- WHAT IS REQUIRED -
Extract each line of the listing below that contains the word "blurred", copying every such line in full.

---*---

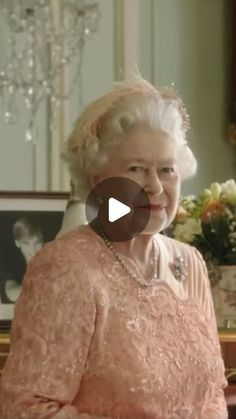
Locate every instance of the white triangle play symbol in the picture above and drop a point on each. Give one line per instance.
(116, 209)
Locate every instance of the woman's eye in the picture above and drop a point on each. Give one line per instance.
(135, 169)
(168, 170)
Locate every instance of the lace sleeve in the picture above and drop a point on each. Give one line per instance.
(216, 408)
(50, 338)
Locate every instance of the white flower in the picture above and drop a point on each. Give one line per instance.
(215, 190)
(229, 191)
(186, 232)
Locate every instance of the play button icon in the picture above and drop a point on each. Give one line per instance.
(118, 207)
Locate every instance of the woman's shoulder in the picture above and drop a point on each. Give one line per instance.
(75, 246)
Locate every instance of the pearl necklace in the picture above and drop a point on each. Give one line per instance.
(126, 266)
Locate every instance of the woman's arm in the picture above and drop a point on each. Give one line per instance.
(50, 338)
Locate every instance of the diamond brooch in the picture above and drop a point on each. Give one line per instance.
(180, 269)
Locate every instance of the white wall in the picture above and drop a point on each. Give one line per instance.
(180, 41)
(25, 167)
(185, 42)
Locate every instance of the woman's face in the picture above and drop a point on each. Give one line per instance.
(150, 159)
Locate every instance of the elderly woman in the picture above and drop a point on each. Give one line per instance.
(119, 329)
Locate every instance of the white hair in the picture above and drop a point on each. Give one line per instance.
(107, 121)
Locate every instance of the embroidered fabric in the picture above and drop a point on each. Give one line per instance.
(88, 342)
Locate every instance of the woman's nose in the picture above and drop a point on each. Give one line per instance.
(153, 184)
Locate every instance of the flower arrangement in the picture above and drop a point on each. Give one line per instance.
(208, 222)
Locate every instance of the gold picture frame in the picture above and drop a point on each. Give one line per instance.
(32, 214)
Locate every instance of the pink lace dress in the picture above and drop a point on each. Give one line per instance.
(89, 342)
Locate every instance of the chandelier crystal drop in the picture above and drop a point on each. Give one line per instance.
(44, 37)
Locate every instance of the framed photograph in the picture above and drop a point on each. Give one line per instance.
(27, 221)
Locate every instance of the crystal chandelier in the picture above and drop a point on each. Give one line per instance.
(44, 38)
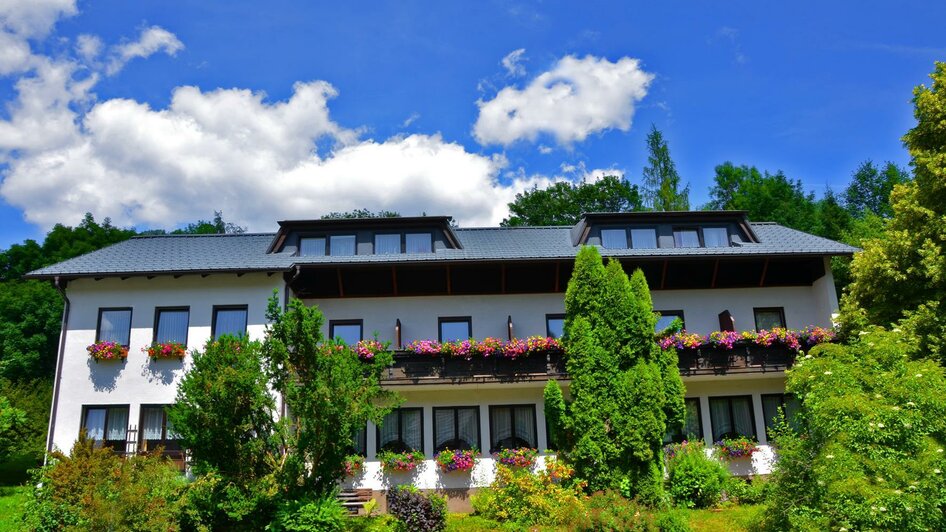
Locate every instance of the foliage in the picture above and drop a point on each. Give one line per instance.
(329, 390)
(661, 183)
(901, 277)
(95, 489)
(517, 495)
(563, 203)
(321, 514)
(868, 454)
(694, 479)
(625, 389)
(417, 512)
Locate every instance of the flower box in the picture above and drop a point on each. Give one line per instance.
(450, 461)
(105, 351)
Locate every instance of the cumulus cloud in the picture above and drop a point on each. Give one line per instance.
(576, 98)
(151, 41)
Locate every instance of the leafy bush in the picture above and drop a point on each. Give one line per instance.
(526, 498)
(323, 514)
(95, 489)
(417, 512)
(695, 480)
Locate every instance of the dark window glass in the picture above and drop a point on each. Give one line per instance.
(614, 238)
(692, 426)
(732, 417)
(453, 329)
(114, 326)
(230, 321)
(312, 246)
(107, 425)
(342, 245)
(769, 318)
(171, 326)
(686, 238)
(456, 428)
(555, 325)
(402, 430)
(387, 244)
(418, 242)
(715, 237)
(772, 403)
(643, 238)
(512, 427)
(349, 332)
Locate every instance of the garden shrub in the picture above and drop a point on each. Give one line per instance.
(417, 512)
(525, 498)
(695, 480)
(321, 514)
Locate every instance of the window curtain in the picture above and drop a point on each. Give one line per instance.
(387, 244)
(95, 423)
(525, 424)
(172, 326)
(230, 321)
(115, 326)
(152, 423)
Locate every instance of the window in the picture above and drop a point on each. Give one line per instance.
(387, 244)
(107, 425)
(769, 318)
(692, 425)
(732, 417)
(114, 326)
(771, 403)
(348, 331)
(667, 317)
(311, 246)
(555, 325)
(456, 428)
(686, 238)
(511, 427)
(614, 238)
(453, 329)
(170, 325)
(643, 238)
(715, 237)
(341, 245)
(156, 431)
(417, 242)
(402, 430)
(229, 320)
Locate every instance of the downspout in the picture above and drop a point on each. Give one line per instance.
(60, 287)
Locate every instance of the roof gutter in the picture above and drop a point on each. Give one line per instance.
(60, 286)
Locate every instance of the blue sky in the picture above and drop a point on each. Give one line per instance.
(158, 113)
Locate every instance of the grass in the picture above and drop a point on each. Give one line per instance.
(11, 507)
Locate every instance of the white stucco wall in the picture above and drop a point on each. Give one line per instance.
(139, 381)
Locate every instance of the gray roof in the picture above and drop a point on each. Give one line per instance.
(247, 252)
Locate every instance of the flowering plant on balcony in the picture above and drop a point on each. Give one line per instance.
(450, 461)
(107, 351)
(353, 464)
(405, 462)
(732, 448)
(165, 351)
(521, 457)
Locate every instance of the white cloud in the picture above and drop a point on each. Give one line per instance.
(513, 63)
(576, 98)
(152, 40)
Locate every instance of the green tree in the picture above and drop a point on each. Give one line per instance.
(868, 451)
(330, 392)
(563, 203)
(901, 277)
(621, 392)
(661, 182)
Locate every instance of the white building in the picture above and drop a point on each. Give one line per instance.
(407, 279)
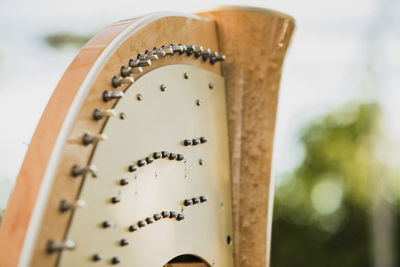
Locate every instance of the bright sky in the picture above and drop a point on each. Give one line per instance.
(334, 43)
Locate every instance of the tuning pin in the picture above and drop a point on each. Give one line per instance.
(217, 58)
(168, 50)
(109, 95)
(206, 54)
(53, 246)
(99, 114)
(119, 81)
(148, 55)
(135, 63)
(177, 49)
(66, 205)
(88, 139)
(127, 71)
(159, 52)
(198, 52)
(190, 49)
(77, 170)
(184, 49)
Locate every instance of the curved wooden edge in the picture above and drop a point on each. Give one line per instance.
(23, 198)
(22, 203)
(255, 42)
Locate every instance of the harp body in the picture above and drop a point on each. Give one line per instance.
(152, 154)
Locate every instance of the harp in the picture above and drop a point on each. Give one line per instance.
(155, 148)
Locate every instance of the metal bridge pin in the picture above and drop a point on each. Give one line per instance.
(115, 200)
(109, 95)
(165, 214)
(53, 246)
(198, 52)
(149, 220)
(106, 224)
(126, 71)
(99, 114)
(148, 55)
(97, 257)
(141, 224)
(159, 52)
(66, 205)
(196, 141)
(141, 163)
(190, 49)
(217, 59)
(115, 260)
(206, 54)
(149, 160)
(132, 168)
(187, 202)
(123, 181)
(133, 228)
(77, 170)
(177, 49)
(124, 242)
(203, 139)
(135, 63)
(119, 81)
(157, 155)
(203, 199)
(180, 217)
(88, 139)
(168, 50)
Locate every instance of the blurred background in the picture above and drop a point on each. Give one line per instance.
(336, 163)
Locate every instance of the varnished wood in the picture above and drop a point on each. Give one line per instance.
(255, 42)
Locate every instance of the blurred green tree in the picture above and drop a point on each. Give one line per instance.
(323, 210)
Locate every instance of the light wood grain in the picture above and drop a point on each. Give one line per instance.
(255, 42)
(19, 210)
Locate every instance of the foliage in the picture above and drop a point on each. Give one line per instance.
(322, 212)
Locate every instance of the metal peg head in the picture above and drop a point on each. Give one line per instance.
(109, 95)
(190, 49)
(54, 246)
(177, 49)
(120, 81)
(127, 71)
(77, 170)
(99, 114)
(136, 63)
(66, 205)
(148, 55)
(168, 50)
(199, 51)
(180, 217)
(206, 54)
(217, 59)
(159, 52)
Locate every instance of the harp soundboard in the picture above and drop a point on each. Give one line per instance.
(155, 148)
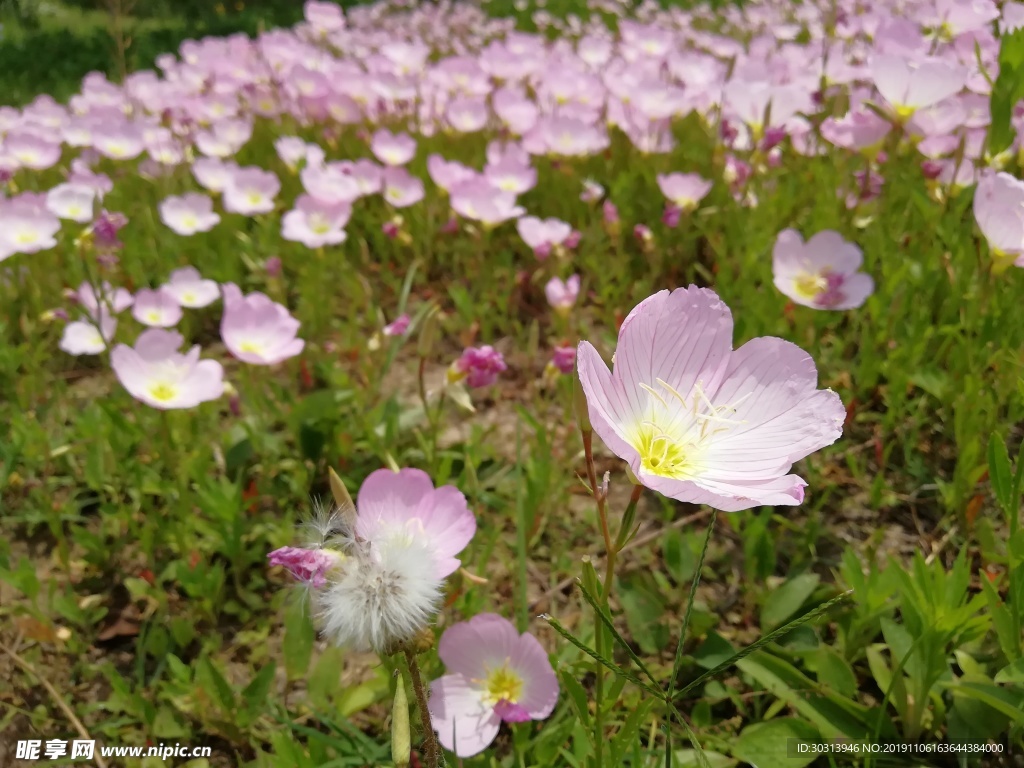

---*---

- FINISHED ANSWER -
Locate every instance of the blurred background in the picture above and drop a point on each. Give one line per instance.
Locate every instance of the blurred green tree in the picture above and drop a point on each. Give one line per instance.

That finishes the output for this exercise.